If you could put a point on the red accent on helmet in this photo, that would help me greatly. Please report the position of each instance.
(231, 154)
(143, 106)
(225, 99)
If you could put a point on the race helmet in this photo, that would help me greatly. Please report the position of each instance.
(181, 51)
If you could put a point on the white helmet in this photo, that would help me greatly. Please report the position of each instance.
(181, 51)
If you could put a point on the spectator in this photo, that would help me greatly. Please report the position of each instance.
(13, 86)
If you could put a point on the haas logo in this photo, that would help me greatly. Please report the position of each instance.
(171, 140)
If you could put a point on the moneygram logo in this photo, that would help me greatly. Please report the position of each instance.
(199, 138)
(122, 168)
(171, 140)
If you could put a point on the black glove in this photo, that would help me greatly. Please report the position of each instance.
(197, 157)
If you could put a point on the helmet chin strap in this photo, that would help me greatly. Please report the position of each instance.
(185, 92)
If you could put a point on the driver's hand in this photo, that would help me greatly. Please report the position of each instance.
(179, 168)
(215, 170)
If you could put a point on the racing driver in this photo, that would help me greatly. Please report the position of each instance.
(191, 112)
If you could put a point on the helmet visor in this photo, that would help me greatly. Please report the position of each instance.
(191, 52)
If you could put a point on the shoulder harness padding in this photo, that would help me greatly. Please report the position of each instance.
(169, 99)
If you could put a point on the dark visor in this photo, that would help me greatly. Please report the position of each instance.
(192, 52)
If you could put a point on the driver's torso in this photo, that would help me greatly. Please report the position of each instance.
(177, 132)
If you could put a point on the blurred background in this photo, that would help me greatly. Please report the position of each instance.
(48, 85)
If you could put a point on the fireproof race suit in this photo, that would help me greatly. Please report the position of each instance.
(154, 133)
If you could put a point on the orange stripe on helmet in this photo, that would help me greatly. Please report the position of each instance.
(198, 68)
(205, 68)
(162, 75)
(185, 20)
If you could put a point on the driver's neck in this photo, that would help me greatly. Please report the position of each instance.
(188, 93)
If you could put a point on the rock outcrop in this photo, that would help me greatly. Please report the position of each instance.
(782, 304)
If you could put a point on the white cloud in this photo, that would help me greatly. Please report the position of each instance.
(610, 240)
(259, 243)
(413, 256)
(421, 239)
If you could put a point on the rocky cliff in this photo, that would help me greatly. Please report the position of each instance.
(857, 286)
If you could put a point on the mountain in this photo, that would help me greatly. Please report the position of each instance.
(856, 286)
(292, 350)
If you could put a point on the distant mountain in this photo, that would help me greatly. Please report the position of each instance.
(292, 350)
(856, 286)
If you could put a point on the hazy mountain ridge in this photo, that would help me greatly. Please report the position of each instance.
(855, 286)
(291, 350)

========

Assignment: Output every record verbatim.

Response for this exercise:
If you could put a point on the red accent on helmet in this photo, that would help me greatly. Please report the position of each instance.
(231, 154)
(143, 106)
(225, 99)
If you could put a point on the race helmet in this photo, that would help me greatly. Please report the position of each instance.
(181, 51)
If you could put a point on the white helmet in this photo, that would help me greatly. Please report the position of each instance.
(181, 51)
If you could put a point on the spectator in this photo, that would help me greatly. Please report the position of each instance.
(13, 86)
If you could put a point on the haas logo in this photo, that would help me greatly. Please report the position of each instance.
(171, 140)
If you could put a point on the moneygram logo in this photo, that would help me greatly. Please report the position of each instance.
(199, 138)
(122, 168)
(171, 140)
If you could put a point on the black glove in this photo, that would help me greatly. Please report the position of each instance.
(197, 157)
If you could put a point on the helmet chin strap in this photo, that would help me greatly. Please report the position of each instance.
(185, 92)
If you could put a point on the driver's hand in this photo, that would help me greatly. Please report the position of each instance.
(179, 168)
(215, 170)
If you could put a point on the racing driver in this photo, that would help me greatly. Please report the position of each instance.
(191, 112)
If you could put a point on the helmet visor in this photo, that would help me greatly. Please report the position of each instance.
(191, 52)
If you could put a point on the shoulder harness padding in this photo, that would help me greatly. Please report the position of each instance.
(169, 99)
If you could put a point on the dark visor in this photo, that would help me greatly. Please report the position of each instance.
(192, 52)
If you could put a point on the driver's torso in this photo, that would help me greatly. Please report the position of each instance.
(177, 132)
If you could put a point on the blurred background in this photo, that would help me greatly. Please report the position of each instance.
(48, 85)
If you could put a point on the fireproof race suit in this photo, that would help me greatly. Please report the position of each instance.
(154, 133)
If you could put a point on the orange stripe on helmet in this photo, that would help me greatly. Please report the position of each instance.
(198, 68)
(205, 68)
(162, 75)
(185, 20)
If you could put a point on the driver's neck in this photo, that would help me greatly. Please report the position of each instance.
(188, 93)
If you could put a point on the rock outcrop in this photo, that would help me greatly. Please report the position of each instance.
(782, 304)
If you could put a point on the white cloud in this photo, that would help me greatly. Please report the position of each instance.
(610, 240)
(259, 243)
(413, 256)
(421, 239)
If you could put a point on the rocky cliff in this photo, that would help me greatly. Please report the position of each instance.
(857, 286)
If you could put a point on the mountain in this photo, that would help me greatly. Please report the position of each instance.
(856, 286)
(292, 350)
If you could put a point on the distant mountain in this photo, that would help me greatly. Please report the position of each instance.
(292, 350)
(856, 286)
If you could put a point on the hazy mountain ridge in this photo, that would help me greatly. Please report the position of each instance.
(855, 286)
(291, 350)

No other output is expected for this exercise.